----- Text provided -----
There are challenges to resolve however and this approach can quickly increase in complexity.

The first challenge is references. Any referenced data would need to be resolved either prior to this objects creation or at the point a reference is found. I opted to do this at runtime in openapi3_parser and used a Context class as a means to bridge an object and it’s underlying data source. This Context object can be then be used to resolve references when they are encountered.

Another challenge is whether items are existant or valid. Since the data from an OpenAPI file is just sourced from YAML or JSON there are no guarantees that you will have data available at any point and whether it’ll be of the type you anticipate. My approach was to use a layer of validation that checked the input type. I felt this offered the ability to error early when an object had invalid data rather than a user receiving a cryptic Ruby NoMethodError, this also meant the documentation for return types could be accurate and reliable.

Dealing with these complexities led me to switch to a different system to the simple example above for builing objects. Rather than have a single class per object that had both usage and building responsibilities I switched to a system where there are factory classes to build each OpenAPI object. This offered large gains in simplicity where the classes for working with an individual object are mostly trivial in complexity, however it presented the disadvantage that for every OpenAPI object there are two classes to consider.

As there are many (~30) different types of OpenAPI objects I took advantage of the metaprogramming technique in Ruby to set up a DSL that could be used to define the fields and their respective types concisely.

Working with references

The most complicated part of writing an OpenAPI parser is working with references, particularly supporting those in different files.

There are a number of things to understand and consider in resolving them. First references can reference other references, so the resolving process may need to look up multiple document locations, and second references can be recursive which can easily lead to infinite loops if not these are not considered.

There are a number of things that can go wrong with references that may also need to be handled: the reference could point to a location that doesn't exist, the data at the location could be the incorrect type, a file may not be available and references could point to other references in a cyclic structure.
----- Dataset entries -----
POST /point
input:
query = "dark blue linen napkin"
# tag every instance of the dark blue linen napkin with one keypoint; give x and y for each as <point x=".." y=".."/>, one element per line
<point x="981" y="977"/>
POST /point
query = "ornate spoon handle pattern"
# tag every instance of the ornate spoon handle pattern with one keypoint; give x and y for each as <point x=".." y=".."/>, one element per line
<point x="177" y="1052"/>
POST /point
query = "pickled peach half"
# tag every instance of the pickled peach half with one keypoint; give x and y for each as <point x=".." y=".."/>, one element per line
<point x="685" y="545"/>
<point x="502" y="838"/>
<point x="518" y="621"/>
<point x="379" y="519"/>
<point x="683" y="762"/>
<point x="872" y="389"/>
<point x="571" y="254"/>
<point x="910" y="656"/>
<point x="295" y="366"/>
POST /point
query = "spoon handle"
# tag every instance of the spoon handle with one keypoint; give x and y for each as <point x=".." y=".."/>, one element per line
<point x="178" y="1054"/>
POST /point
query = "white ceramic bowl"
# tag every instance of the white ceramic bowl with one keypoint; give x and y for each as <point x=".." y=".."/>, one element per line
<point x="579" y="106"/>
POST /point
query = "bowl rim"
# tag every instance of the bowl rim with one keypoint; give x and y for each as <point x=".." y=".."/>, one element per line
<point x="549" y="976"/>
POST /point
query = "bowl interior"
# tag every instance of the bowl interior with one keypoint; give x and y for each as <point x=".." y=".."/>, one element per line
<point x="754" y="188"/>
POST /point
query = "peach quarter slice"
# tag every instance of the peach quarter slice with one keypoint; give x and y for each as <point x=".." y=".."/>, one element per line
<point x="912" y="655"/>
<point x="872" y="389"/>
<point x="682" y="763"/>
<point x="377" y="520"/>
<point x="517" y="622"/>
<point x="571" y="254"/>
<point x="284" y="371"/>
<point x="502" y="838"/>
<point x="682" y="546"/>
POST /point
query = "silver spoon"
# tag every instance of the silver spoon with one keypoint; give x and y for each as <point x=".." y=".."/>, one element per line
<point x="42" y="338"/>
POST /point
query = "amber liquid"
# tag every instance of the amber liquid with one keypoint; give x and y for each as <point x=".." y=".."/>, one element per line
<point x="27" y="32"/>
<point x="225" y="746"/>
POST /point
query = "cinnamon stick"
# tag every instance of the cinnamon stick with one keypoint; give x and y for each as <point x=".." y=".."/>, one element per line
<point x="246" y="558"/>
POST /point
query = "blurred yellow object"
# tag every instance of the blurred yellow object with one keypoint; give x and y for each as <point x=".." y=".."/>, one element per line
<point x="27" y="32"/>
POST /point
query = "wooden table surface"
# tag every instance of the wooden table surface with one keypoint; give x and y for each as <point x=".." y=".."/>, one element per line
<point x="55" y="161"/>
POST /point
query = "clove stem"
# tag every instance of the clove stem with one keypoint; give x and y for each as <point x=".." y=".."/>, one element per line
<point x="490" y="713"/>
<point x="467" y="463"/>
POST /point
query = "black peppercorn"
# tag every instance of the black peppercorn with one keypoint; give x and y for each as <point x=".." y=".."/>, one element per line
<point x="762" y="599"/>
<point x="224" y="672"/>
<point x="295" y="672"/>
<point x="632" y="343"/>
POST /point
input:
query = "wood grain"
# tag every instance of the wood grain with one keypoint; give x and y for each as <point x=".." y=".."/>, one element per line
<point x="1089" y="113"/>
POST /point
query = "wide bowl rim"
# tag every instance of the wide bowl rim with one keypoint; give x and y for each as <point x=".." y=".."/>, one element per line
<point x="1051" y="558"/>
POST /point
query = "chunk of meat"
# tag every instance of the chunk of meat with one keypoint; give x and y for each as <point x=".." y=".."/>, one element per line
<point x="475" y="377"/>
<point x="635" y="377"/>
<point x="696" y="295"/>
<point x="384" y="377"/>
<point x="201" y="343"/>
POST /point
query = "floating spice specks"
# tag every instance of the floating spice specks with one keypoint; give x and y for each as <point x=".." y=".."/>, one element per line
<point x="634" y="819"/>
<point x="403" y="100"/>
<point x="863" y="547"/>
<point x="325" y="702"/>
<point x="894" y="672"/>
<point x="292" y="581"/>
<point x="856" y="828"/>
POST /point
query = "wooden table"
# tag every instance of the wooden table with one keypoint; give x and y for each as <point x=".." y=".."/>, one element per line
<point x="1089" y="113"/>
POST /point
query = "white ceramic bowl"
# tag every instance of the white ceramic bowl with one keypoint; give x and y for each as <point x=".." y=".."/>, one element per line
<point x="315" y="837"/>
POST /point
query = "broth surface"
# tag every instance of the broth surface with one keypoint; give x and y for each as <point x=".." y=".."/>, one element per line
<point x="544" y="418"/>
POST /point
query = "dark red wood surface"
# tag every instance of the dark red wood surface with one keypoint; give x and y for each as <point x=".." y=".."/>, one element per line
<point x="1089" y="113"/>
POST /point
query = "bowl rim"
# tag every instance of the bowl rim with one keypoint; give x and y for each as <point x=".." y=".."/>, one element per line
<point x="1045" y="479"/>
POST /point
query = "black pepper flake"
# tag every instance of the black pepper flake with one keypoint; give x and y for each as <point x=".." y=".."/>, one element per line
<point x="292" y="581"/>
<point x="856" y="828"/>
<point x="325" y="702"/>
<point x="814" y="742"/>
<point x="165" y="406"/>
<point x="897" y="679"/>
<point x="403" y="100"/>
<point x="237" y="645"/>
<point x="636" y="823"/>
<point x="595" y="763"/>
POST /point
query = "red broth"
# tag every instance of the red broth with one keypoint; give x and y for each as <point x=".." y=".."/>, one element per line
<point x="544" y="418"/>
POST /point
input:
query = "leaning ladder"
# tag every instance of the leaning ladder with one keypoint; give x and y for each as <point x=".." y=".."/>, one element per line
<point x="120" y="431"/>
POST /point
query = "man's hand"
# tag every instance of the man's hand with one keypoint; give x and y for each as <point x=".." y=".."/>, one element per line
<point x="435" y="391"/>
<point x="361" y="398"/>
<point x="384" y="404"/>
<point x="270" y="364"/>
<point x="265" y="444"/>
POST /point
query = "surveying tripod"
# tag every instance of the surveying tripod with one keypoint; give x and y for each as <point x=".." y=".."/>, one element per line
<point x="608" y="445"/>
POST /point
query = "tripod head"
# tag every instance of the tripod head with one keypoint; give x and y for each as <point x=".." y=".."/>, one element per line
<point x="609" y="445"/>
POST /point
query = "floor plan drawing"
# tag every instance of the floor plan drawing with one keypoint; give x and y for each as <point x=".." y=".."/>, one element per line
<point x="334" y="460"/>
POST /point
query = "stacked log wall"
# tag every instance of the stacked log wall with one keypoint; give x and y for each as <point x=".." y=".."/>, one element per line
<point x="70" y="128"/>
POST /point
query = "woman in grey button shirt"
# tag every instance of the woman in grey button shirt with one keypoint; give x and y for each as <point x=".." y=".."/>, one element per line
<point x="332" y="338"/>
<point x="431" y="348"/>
-----
→ **Written task**: In the text on writing an OpenAPI parser, which class did openapi3_parser use to bridge an object and its underlying data source?

→ **Final result**: A Context class.